*LISTED RECORDS*
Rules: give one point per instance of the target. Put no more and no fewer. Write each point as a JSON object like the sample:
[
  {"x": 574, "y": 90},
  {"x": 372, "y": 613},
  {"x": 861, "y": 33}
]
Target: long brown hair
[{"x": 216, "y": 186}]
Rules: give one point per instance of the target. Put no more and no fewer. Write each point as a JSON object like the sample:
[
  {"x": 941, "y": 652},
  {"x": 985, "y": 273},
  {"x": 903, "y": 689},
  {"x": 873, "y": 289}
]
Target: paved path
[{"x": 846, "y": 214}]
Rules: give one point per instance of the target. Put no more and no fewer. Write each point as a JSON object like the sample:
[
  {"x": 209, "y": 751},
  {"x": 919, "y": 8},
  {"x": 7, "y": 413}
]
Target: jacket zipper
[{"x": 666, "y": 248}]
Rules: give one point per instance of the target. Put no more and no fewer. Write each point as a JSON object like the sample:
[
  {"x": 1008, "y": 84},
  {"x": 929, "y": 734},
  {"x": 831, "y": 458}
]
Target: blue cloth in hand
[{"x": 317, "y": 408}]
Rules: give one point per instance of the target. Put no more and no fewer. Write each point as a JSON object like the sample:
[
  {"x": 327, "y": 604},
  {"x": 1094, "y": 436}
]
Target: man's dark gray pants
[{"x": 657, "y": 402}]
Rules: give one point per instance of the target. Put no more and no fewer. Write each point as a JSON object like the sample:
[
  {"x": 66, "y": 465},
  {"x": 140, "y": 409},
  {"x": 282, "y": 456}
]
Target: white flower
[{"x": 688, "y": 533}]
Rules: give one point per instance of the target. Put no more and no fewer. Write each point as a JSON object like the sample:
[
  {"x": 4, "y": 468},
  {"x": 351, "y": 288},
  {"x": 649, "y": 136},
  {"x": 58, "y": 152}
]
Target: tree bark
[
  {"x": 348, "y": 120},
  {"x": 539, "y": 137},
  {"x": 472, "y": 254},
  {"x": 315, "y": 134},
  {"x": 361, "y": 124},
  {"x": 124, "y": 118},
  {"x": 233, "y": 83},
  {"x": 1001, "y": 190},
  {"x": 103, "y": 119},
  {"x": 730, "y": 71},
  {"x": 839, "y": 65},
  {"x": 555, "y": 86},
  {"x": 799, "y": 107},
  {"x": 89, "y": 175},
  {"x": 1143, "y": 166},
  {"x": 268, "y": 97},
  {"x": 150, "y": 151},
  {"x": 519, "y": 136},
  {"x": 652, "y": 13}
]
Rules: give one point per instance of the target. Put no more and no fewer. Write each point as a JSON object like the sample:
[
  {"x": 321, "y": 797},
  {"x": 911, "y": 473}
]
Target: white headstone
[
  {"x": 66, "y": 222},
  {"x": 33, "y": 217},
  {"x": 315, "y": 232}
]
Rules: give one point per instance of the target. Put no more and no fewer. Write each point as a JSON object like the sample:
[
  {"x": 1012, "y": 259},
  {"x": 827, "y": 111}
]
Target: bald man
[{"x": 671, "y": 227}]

*WORK TASK*
Give back the data exactly.

*COMPLETED TASK*
Rules: give one point per instance of the target. Put no more and no fewer. Write each point as a JSON object like the sample:
[
  {"x": 574, "y": 90},
  {"x": 372, "y": 613},
  {"x": 861, "y": 33}
]
Target: long brown hair
[{"x": 216, "y": 186}]
Rules: give one point per instance of the target. Put no more and no fewer. Write each point as a JSON object like the sample:
[
  {"x": 941, "y": 652},
  {"x": 985, "y": 273},
  {"x": 903, "y": 689},
  {"x": 873, "y": 289}
]
Target: paved path
[{"x": 846, "y": 214}]
Rules: give one point per instance of the target. Put no more and no fewer. Write each point as a JSON object like the sample:
[
  {"x": 209, "y": 751},
  {"x": 919, "y": 8},
  {"x": 7, "y": 413}
]
Target: jacket zipper
[{"x": 666, "y": 248}]
Rules: give one point per instance of the target. Put no more and no fewer. Write each point as a JSON object like the sample:
[
  {"x": 1008, "y": 84},
  {"x": 929, "y": 734},
  {"x": 831, "y": 458}
]
Target: blue cloth in hand
[{"x": 317, "y": 408}]
Rules: give one point per instance of the target. Put no more and no fewer. Write each point as a JSON object like the sample:
[
  {"x": 327, "y": 604},
  {"x": 1094, "y": 436}
]
Target: man's dark gray pants
[{"x": 657, "y": 402}]
Rules: give one point per instance of the target. Put no more and no fewer. Write each point as a JSON object like the sample:
[
  {"x": 66, "y": 465},
  {"x": 140, "y": 409},
  {"x": 282, "y": 456}
]
Target: white flower
[{"x": 688, "y": 533}]
Rules: give one point per instance of the target. Put no more and no fewer. Write each point as a JSON object like the sample:
[
  {"x": 4, "y": 468},
  {"x": 351, "y": 288},
  {"x": 649, "y": 136},
  {"x": 58, "y": 152}
]
Target: tree bark
[
  {"x": 348, "y": 120},
  {"x": 539, "y": 137},
  {"x": 472, "y": 254},
  {"x": 315, "y": 134},
  {"x": 361, "y": 124},
  {"x": 124, "y": 118},
  {"x": 233, "y": 83},
  {"x": 1001, "y": 190},
  {"x": 103, "y": 119},
  {"x": 730, "y": 71},
  {"x": 839, "y": 65},
  {"x": 555, "y": 86},
  {"x": 799, "y": 107},
  {"x": 89, "y": 175},
  {"x": 1143, "y": 166},
  {"x": 268, "y": 97},
  {"x": 150, "y": 151},
  {"x": 519, "y": 136},
  {"x": 652, "y": 13}
]
Rules: give one point per instance of the target. Put no more and no fewer. Write each point as a JSON object like the sample:
[
  {"x": 321, "y": 797},
  {"x": 911, "y": 473}
]
Target: white headstone
[
  {"x": 66, "y": 222},
  {"x": 33, "y": 217},
  {"x": 315, "y": 232}
]
Rules: give one point per instance of the target. Put no more and no fewer. Write each point as a JSON object like the sample:
[
  {"x": 1012, "y": 259},
  {"x": 827, "y": 111}
]
Target: bald man
[{"x": 671, "y": 227}]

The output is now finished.